--- Supplied information ---

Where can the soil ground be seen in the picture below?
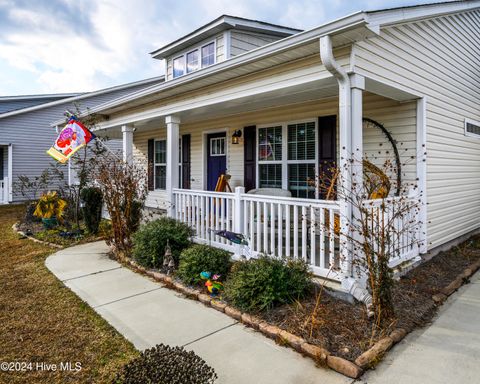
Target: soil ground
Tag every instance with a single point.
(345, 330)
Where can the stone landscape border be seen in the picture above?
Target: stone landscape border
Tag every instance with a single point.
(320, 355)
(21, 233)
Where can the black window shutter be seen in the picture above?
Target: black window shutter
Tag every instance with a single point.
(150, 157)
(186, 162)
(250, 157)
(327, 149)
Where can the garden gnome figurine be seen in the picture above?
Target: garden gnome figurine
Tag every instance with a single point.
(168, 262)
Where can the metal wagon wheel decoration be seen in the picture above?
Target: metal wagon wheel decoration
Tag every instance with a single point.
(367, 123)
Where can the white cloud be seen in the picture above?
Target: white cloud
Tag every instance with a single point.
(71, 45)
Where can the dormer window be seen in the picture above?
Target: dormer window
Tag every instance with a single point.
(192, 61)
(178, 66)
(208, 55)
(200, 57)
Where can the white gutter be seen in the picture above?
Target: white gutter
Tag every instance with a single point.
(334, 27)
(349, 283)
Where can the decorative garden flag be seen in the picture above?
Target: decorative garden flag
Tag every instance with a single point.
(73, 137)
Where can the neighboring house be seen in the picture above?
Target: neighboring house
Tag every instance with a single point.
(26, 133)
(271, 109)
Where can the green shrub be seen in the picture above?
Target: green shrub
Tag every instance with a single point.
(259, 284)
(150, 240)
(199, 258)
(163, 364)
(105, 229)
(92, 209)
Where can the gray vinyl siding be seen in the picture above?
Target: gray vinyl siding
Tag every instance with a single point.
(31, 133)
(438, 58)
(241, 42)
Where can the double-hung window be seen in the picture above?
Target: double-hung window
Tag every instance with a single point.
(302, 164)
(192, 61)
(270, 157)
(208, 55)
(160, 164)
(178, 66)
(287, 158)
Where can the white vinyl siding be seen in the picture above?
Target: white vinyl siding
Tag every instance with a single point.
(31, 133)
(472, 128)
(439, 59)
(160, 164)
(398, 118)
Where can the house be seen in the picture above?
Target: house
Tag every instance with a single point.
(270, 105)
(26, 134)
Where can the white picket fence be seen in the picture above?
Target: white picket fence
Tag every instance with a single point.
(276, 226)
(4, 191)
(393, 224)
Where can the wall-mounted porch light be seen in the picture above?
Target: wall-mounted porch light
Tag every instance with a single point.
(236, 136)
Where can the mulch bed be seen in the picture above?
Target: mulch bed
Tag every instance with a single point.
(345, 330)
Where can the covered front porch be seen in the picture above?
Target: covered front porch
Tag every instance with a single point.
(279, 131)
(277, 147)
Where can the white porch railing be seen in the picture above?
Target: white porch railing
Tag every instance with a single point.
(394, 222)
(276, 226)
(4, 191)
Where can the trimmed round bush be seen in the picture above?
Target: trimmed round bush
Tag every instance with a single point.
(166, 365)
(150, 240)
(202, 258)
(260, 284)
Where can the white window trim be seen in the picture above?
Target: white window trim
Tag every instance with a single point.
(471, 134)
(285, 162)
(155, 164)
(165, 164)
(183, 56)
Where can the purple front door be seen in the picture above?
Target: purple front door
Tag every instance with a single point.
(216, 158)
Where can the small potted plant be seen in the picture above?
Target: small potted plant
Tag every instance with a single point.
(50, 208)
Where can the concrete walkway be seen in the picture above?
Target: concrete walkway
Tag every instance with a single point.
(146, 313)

---
--- Supplied information ---

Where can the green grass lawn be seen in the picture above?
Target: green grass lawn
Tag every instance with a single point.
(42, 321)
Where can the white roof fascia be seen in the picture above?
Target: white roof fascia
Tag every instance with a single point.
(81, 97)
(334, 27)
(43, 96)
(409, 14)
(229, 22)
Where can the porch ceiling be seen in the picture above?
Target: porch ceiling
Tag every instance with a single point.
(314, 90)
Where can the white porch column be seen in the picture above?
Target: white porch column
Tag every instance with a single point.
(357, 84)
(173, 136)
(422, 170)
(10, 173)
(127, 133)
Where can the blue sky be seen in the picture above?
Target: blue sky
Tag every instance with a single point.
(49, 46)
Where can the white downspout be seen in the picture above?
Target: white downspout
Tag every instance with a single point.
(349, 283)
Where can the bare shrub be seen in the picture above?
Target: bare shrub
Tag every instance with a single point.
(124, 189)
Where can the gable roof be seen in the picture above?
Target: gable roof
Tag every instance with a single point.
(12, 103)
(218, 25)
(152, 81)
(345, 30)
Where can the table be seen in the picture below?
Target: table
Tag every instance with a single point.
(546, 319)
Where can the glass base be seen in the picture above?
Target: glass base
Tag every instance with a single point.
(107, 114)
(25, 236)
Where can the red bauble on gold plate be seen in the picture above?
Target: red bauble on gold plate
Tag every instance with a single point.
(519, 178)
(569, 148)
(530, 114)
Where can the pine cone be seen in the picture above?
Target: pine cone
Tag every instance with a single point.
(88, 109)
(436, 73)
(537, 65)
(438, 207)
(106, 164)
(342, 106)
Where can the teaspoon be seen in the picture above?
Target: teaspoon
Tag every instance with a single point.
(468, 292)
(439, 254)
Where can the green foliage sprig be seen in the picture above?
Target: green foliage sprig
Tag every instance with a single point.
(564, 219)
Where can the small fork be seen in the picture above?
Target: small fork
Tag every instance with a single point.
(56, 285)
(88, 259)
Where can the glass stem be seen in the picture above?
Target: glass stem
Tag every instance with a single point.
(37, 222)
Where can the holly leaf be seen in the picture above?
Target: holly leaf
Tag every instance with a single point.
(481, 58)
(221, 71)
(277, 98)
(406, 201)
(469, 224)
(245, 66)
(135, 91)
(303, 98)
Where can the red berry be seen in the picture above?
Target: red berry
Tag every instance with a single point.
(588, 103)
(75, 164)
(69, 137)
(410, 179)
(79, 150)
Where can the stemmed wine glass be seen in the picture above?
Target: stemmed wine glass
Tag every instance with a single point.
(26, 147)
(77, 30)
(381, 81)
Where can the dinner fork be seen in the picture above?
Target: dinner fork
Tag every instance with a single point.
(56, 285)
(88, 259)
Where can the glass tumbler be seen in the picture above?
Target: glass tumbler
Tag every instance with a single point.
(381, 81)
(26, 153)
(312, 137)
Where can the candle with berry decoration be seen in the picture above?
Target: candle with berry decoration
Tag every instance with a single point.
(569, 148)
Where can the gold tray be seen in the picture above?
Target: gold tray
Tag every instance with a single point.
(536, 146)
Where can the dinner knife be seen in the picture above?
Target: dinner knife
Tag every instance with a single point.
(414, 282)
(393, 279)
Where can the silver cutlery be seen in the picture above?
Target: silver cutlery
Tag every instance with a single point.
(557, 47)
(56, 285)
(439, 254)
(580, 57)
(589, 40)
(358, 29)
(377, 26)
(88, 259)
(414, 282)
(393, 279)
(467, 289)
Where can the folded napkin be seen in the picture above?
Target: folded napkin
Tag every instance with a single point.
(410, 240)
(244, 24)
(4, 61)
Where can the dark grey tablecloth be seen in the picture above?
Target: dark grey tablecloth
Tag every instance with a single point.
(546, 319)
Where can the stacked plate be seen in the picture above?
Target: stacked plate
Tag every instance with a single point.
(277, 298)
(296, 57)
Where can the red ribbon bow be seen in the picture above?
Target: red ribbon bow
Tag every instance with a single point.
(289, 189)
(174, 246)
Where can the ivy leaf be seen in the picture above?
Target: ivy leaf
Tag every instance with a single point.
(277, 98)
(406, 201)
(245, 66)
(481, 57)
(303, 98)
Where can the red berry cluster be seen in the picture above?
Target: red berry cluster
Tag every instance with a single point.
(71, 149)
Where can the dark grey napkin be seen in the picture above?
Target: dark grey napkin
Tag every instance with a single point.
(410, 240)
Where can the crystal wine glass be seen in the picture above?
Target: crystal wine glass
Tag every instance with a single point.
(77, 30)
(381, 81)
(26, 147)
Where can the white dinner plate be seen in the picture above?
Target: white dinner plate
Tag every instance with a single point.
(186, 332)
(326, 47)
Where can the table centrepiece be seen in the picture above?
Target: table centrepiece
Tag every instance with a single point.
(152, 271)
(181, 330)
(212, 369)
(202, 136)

---

- Requirement
Which lines of the records above contain the string "railing"? Keep only those lines, copying each one in full, and treat uppercase and lowercase as different.

- Full solution
Where can the white porch railing be seen in the picture above?
Target: white porch railing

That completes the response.